Directive => Can you copy out, word for word, the lines of the material below that start at the line containing "In this exercise you will tag the rocky" and run through its last line, both ends included, and nothing else?

+===+

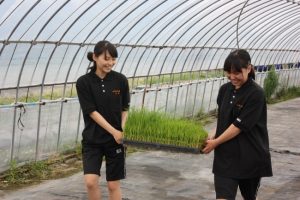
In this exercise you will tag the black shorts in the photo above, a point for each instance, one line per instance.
(114, 154)
(226, 188)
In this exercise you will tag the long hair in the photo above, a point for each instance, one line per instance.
(237, 60)
(100, 48)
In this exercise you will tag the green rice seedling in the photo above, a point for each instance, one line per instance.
(155, 127)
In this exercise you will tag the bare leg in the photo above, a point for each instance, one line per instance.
(114, 189)
(92, 186)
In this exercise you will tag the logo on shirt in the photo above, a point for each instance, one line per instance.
(116, 92)
(239, 106)
(118, 150)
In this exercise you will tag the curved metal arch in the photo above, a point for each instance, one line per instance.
(37, 18)
(288, 42)
(256, 20)
(15, 28)
(237, 25)
(11, 12)
(155, 36)
(25, 58)
(197, 21)
(159, 18)
(154, 39)
(293, 42)
(20, 74)
(272, 36)
(275, 35)
(181, 36)
(269, 27)
(155, 7)
(70, 26)
(183, 23)
(120, 21)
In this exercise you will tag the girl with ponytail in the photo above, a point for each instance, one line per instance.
(104, 99)
(240, 141)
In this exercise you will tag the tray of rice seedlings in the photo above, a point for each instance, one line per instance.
(153, 129)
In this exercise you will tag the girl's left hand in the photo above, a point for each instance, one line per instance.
(210, 145)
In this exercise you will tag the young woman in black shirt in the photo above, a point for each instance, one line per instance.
(240, 142)
(104, 99)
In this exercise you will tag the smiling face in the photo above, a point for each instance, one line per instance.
(105, 63)
(239, 78)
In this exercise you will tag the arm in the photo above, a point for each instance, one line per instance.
(231, 132)
(97, 117)
(124, 118)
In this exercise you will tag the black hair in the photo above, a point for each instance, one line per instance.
(237, 60)
(100, 48)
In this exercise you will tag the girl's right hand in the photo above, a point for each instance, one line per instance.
(118, 136)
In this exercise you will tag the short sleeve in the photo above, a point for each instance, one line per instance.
(251, 111)
(85, 97)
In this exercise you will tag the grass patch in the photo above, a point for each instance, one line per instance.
(55, 167)
(159, 128)
(285, 94)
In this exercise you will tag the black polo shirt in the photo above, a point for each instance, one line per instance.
(247, 155)
(109, 96)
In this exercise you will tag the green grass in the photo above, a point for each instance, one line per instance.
(285, 94)
(155, 127)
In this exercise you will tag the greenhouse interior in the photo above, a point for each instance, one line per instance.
(171, 51)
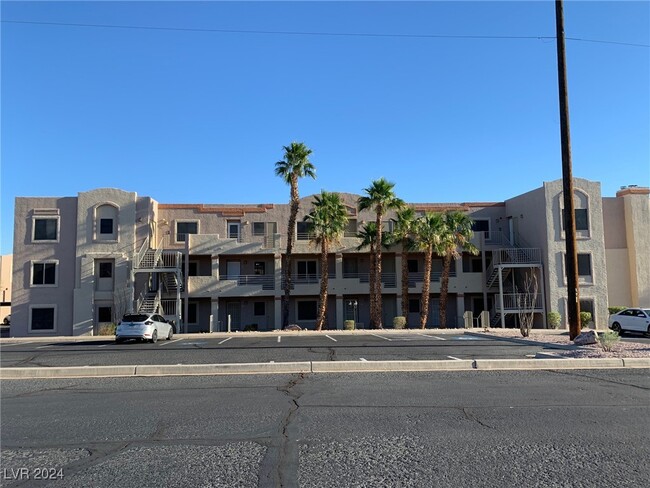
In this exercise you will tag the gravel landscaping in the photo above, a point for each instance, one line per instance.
(622, 349)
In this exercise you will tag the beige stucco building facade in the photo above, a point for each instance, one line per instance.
(83, 261)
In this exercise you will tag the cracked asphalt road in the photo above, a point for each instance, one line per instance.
(501, 429)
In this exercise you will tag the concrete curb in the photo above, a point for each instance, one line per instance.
(321, 367)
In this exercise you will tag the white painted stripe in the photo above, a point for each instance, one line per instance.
(381, 337)
(432, 337)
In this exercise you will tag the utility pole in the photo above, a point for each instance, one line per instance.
(573, 296)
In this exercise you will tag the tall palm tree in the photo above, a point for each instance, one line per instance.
(380, 197)
(428, 231)
(327, 222)
(404, 232)
(295, 165)
(457, 232)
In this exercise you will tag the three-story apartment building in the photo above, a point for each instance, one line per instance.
(83, 261)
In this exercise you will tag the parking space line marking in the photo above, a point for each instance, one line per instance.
(432, 337)
(381, 337)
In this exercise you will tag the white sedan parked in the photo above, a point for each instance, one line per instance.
(144, 326)
(631, 319)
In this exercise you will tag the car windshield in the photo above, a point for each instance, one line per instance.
(135, 317)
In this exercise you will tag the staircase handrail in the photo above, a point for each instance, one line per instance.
(140, 254)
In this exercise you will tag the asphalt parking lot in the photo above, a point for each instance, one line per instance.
(235, 348)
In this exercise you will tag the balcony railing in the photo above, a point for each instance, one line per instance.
(267, 282)
(521, 301)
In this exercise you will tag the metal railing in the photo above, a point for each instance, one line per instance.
(140, 254)
(520, 301)
(515, 255)
(267, 282)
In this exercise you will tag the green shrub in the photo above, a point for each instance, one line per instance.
(107, 329)
(607, 339)
(553, 319)
(613, 310)
(399, 322)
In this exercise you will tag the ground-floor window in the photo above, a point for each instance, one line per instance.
(42, 318)
(259, 308)
(307, 309)
(104, 314)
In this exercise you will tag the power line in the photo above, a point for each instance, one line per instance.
(330, 34)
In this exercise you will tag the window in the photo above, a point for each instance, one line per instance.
(584, 264)
(193, 313)
(184, 228)
(482, 226)
(44, 274)
(104, 314)
(42, 318)
(306, 270)
(302, 231)
(105, 269)
(259, 308)
(106, 226)
(581, 217)
(46, 229)
(307, 309)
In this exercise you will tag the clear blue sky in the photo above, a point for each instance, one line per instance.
(190, 116)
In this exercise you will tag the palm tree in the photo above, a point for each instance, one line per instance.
(403, 232)
(456, 235)
(381, 198)
(295, 165)
(428, 231)
(327, 222)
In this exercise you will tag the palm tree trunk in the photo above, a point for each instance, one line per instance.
(426, 286)
(287, 258)
(405, 286)
(322, 308)
(444, 288)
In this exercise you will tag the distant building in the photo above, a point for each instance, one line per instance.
(84, 261)
(5, 286)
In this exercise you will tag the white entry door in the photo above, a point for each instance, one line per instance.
(233, 270)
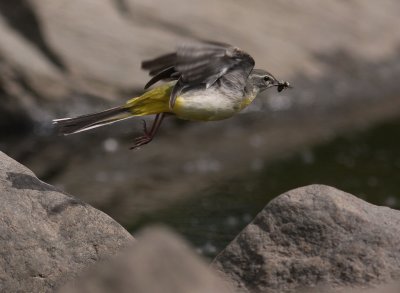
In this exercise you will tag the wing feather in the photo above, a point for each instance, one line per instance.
(197, 64)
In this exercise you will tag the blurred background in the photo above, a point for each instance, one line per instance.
(340, 125)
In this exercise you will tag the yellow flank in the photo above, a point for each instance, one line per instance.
(151, 102)
(199, 105)
(246, 101)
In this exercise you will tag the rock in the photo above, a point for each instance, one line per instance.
(47, 236)
(311, 236)
(159, 262)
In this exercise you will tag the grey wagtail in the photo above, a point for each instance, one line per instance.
(204, 81)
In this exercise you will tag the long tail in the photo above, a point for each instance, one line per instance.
(151, 102)
(67, 126)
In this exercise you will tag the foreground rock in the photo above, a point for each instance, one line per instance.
(158, 263)
(314, 236)
(47, 236)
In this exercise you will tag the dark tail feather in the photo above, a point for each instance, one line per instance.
(67, 126)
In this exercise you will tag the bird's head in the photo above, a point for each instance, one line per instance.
(260, 80)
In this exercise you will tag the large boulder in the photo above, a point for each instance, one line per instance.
(47, 236)
(159, 262)
(312, 236)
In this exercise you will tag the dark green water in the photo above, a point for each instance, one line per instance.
(365, 163)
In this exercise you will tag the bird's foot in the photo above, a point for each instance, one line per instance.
(141, 140)
(144, 139)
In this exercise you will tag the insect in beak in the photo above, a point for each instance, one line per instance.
(282, 85)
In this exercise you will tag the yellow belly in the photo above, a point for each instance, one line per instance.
(203, 105)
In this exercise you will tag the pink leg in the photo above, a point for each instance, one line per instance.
(149, 135)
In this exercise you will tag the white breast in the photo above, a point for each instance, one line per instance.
(206, 105)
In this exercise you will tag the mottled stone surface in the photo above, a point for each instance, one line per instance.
(311, 236)
(159, 262)
(47, 236)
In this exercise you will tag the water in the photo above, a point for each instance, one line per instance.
(365, 163)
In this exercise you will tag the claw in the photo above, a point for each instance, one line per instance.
(148, 135)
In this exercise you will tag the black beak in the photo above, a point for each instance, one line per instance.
(282, 85)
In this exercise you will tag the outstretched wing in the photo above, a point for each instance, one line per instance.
(198, 64)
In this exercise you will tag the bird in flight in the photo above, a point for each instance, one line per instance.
(203, 81)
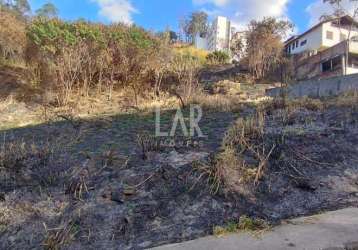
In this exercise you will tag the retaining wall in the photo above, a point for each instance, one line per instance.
(318, 88)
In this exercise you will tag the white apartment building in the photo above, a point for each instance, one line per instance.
(324, 50)
(218, 37)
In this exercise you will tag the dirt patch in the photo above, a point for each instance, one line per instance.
(94, 190)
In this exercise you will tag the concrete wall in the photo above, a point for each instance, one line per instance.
(314, 41)
(351, 71)
(337, 32)
(318, 88)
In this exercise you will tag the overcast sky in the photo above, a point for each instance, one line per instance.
(159, 14)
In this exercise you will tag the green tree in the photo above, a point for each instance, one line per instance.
(22, 7)
(264, 45)
(48, 10)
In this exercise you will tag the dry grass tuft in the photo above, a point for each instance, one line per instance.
(59, 237)
(243, 158)
(221, 103)
(245, 224)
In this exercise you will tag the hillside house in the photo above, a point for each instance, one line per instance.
(325, 50)
(218, 37)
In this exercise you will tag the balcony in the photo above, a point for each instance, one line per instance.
(353, 47)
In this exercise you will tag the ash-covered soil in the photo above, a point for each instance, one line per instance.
(86, 185)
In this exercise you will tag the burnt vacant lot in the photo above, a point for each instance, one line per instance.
(101, 184)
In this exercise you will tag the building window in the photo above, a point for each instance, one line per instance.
(329, 35)
(332, 64)
(343, 37)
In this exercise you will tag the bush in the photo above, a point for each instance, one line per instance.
(218, 57)
(79, 56)
(12, 37)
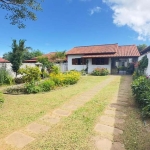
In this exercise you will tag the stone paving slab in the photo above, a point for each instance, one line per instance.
(103, 144)
(69, 107)
(104, 129)
(18, 139)
(111, 121)
(106, 144)
(61, 112)
(117, 107)
(37, 128)
(117, 146)
(50, 119)
(120, 99)
(115, 113)
(120, 103)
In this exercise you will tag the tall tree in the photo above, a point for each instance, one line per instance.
(17, 54)
(20, 10)
(141, 47)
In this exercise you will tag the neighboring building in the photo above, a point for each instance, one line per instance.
(108, 56)
(144, 52)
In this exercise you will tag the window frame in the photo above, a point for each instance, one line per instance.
(100, 61)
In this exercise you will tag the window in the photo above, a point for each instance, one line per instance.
(78, 61)
(100, 61)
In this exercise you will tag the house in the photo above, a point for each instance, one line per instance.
(144, 52)
(110, 56)
(61, 62)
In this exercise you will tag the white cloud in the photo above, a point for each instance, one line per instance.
(85, 0)
(133, 13)
(95, 10)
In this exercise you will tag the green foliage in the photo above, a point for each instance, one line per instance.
(32, 87)
(141, 90)
(5, 78)
(30, 74)
(27, 54)
(100, 72)
(47, 85)
(1, 98)
(17, 54)
(20, 10)
(56, 69)
(143, 63)
(122, 68)
(141, 47)
(46, 63)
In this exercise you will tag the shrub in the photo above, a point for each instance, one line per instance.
(32, 87)
(19, 80)
(55, 69)
(141, 91)
(5, 78)
(1, 98)
(100, 72)
(30, 74)
(47, 85)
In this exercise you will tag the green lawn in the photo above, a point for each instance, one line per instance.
(75, 131)
(19, 110)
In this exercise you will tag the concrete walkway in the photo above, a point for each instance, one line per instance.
(19, 139)
(109, 128)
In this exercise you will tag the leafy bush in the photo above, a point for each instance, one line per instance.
(5, 78)
(67, 78)
(30, 74)
(19, 80)
(32, 87)
(1, 98)
(100, 72)
(141, 91)
(55, 69)
(47, 85)
(143, 63)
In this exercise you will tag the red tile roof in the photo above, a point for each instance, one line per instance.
(94, 49)
(3, 60)
(110, 50)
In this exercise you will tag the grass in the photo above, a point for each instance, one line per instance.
(75, 131)
(19, 110)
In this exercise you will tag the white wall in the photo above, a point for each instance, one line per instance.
(90, 66)
(147, 71)
(76, 67)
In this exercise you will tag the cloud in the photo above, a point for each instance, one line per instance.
(85, 0)
(135, 14)
(95, 10)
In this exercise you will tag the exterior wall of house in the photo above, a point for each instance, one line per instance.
(76, 67)
(147, 71)
(90, 66)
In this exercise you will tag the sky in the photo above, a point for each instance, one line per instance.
(64, 24)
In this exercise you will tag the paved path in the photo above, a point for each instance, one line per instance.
(19, 139)
(108, 127)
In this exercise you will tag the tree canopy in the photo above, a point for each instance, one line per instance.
(20, 10)
(16, 55)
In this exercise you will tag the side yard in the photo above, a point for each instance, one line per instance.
(73, 117)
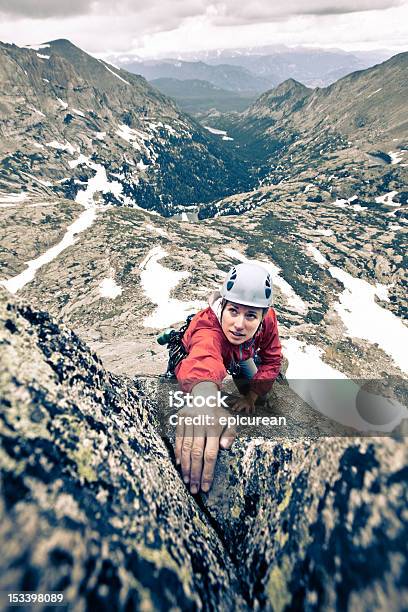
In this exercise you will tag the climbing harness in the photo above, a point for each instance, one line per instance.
(173, 339)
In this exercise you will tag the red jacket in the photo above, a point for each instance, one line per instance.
(210, 353)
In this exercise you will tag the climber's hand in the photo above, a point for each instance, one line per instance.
(197, 446)
(246, 403)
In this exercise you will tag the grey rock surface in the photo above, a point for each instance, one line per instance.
(91, 503)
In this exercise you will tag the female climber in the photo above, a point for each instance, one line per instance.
(236, 332)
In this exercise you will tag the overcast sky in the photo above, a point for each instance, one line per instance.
(159, 27)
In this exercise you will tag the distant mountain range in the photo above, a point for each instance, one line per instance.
(195, 96)
(191, 79)
(257, 69)
(114, 201)
(59, 103)
(225, 76)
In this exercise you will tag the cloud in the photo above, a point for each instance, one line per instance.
(155, 10)
(236, 12)
(220, 12)
(44, 9)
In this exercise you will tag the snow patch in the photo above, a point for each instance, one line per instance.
(320, 259)
(13, 198)
(78, 112)
(388, 199)
(97, 183)
(324, 232)
(37, 47)
(131, 136)
(328, 391)
(54, 144)
(374, 92)
(158, 282)
(215, 131)
(157, 230)
(396, 156)
(63, 104)
(35, 110)
(364, 318)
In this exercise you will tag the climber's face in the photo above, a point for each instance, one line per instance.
(239, 323)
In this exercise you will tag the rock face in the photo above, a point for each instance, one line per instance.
(96, 506)
(92, 504)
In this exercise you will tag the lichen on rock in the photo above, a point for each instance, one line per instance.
(92, 504)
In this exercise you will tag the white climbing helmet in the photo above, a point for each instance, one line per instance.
(249, 284)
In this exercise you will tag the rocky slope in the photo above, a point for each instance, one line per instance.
(307, 523)
(329, 222)
(63, 111)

+===+

The completed task =>
In this exercise you will tag the rocky slope in the photo above, a point for each instance, one line per instance.
(307, 523)
(329, 222)
(63, 111)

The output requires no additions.